> [Task brief]
Only the line with "Audit check: the reflection" and the lines after it, to the end of the data, should appear in the answer, each reproduced exactly.

[Start of Attachment]

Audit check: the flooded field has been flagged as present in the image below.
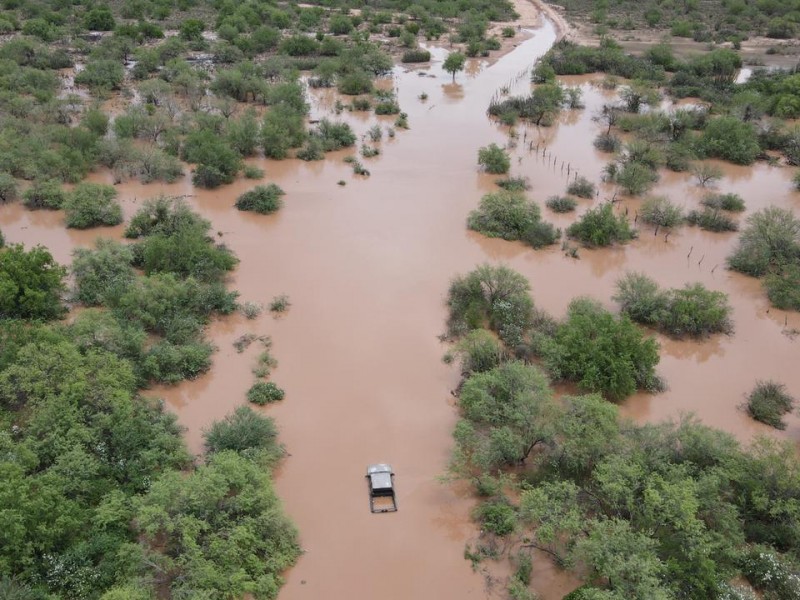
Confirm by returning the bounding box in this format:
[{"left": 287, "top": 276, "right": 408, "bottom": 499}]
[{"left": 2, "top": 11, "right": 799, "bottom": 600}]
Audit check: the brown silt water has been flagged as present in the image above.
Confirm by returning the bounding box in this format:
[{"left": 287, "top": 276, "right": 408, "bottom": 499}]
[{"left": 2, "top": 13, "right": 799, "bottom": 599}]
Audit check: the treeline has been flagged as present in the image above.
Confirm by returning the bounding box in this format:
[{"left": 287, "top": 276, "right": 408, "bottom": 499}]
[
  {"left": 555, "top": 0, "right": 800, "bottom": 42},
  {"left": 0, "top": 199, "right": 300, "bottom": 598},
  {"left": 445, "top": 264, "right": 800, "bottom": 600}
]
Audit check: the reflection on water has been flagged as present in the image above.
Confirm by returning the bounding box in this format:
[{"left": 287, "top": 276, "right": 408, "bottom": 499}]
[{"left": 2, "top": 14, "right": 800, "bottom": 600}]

[End of Attachment]

> [Response]
Audit check: the reflection on water has been flagged as present in the image above.
Confirm by returning the bounding box in this format:
[{"left": 287, "top": 276, "right": 408, "bottom": 499}]
[{"left": 2, "top": 14, "right": 800, "bottom": 600}]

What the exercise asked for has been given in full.